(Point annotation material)
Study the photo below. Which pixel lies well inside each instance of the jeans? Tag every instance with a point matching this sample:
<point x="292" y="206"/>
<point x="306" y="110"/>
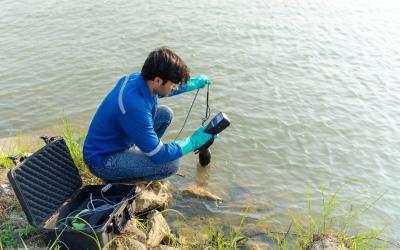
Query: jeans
<point x="134" y="164"/>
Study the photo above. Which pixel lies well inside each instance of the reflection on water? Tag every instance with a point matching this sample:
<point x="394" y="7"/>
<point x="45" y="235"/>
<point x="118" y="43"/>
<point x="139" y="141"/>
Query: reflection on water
<point x="311" y="87"/>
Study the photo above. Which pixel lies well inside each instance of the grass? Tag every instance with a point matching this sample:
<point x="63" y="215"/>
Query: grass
<point x="330" y="220"/>
<point x="333" y="220"/>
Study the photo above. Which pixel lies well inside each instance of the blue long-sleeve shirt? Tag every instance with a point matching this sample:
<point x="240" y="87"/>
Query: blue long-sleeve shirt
<point x="126" y="118"/>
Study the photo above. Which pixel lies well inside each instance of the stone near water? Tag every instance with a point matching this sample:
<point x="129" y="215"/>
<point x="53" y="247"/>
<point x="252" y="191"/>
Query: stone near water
<point x="158" y="228"/>
<point x="328" y="243"/>
<point x="155" y="196"/>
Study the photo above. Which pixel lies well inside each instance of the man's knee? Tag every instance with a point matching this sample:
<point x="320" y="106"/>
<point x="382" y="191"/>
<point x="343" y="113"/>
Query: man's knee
<point x="172" y="168"/>
<point x="166" y="113"/>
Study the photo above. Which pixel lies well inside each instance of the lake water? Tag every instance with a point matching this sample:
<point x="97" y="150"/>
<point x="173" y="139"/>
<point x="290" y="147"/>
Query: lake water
<point x="312" y="89"/>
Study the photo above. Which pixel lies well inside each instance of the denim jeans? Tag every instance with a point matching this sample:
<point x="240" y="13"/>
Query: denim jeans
<point x="134" y="164"/>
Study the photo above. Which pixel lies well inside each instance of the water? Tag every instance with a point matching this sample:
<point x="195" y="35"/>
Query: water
<point x="312" y="89"/>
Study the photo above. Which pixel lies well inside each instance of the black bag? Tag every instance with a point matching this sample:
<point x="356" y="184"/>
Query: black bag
<point x="49" y="189"/>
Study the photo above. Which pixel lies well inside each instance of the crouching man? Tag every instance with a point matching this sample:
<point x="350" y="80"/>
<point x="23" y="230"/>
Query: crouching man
<point x="124" y="137"/>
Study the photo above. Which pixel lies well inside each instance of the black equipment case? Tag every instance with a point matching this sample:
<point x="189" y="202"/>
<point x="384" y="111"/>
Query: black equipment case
<point x="49" y="189"/>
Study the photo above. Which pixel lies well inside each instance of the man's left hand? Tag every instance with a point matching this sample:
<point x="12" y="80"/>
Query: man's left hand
<point x="197" y="82"/>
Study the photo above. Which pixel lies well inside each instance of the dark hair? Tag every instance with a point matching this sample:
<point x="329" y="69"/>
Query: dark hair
<point x="167" y="65"/>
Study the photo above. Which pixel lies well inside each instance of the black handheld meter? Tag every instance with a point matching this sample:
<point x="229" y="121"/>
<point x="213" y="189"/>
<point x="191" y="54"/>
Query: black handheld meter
<point x="215" y="126"/>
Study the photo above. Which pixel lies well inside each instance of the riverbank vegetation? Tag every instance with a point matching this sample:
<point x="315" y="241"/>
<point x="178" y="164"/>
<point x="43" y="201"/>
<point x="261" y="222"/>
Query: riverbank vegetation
<point x="328" y="220"/>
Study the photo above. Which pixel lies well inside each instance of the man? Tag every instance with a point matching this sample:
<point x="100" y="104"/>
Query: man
<point x="124" y="137"/>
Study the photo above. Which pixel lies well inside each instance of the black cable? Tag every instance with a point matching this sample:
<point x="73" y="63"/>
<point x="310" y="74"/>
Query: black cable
<point x="208" y="110"/>
<point x="187" y="116"/>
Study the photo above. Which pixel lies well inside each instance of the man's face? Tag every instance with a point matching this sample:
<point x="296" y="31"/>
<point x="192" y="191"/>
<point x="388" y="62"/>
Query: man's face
<point x="166" y="88"/>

TASK TO CARRY OUT:
Edit the material starting at the line containing "the black handheld" and ending at the line containing "Query: black handheld meter", changing "black handheld meter" to "gray handheld meter" and leaving everything else the same. Give only those edited lines.

RESPONSE TO THE EXERCISE:
Study the photo above. Which pixel lies well inside each instance of the gray handheld meter? Tag every instance with a point matching this sample:
<point x="229" y="121"/>
<point x="213" y="189"/>
<point x="191" y="54"/>
Query: gray handheld meter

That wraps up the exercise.